— BEGIN —
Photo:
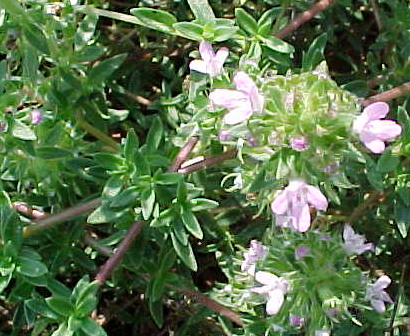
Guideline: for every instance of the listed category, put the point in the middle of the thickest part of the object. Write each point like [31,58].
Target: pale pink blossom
[274,288]
[240,103]
[372,130]
[291,205]
[355,243]
[211,63]
[299,143]
[256,252]
[377,296]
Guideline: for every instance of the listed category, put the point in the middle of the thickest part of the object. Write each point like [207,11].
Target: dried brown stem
[62,216]
[303,17]
[183,154]
[230,154]
[389,94]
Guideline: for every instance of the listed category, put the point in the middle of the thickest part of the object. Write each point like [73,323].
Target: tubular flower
[210,63]
[274,288]
[291,205]
[256,252]
[242,102]
[373,131]
[354,243]
[377,296]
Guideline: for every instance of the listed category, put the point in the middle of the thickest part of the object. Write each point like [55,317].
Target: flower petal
[376,110]
[198,65]
[266,278]
[275,301]
[229,98]
[316,198]
[206,51]
[279,205]
[378,305]
[384,129]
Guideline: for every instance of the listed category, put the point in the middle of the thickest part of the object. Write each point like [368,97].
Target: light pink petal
[372,143]
[228,98]
[206,51]
[238,115]
[244,83]
[275,301]
[280,203]
[378,305]
[302,215]
[384,129]
[266,278]
[198,65]
[221,56]
[382,283]
[316,198]
[376,110]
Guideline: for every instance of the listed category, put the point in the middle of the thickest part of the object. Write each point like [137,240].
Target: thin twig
[183,154]
[385,96]
[106,269]
[230,154]
[62,216]
[303,17]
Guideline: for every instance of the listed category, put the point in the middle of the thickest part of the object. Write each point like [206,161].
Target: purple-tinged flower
[299,143]
[36,117]
[274,288]
[256,252]
[373,131]
[210,63]
[291,205]
[377,296]
[354,243]
[296,320]
[301,251]
[242,102]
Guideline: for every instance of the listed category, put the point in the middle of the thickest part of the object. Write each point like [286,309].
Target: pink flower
[298,143]
[274,288]
[373,131]
[354,243]
[291,205]
[210,63]
[256,252]
[240,103]
[377,295]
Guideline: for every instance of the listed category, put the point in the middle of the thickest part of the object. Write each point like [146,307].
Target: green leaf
[49,153]
[109,161]
[199,204]
[105,69]
[278,45]
[89,327]
[246,21]
[131,146]
[315,53]
[112,187]
[124,198]
[155,135]
[155,19]
[60,305]
[189,30]
[147,202]
[40,307]
[202,10]
[223,33]
[30,267]
[387,162]
[185,253]
[22,131]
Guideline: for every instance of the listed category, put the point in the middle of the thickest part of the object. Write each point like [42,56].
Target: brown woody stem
[303,17]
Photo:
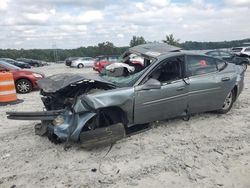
— END —
#### Exercise instructions
Can you write out the material from the line with "point like [42,56]." up to and including its last line, swapping "brown woody stem" for "dark woody stem", keeping everything else the same, and leaving the pictures out?

#### Expected output
Guideline: for every instance of the listed category, put the point in the middle of the thickest part of the object. Write each point like [42,56].
Target: dark woody stem
[303,17]
Photo:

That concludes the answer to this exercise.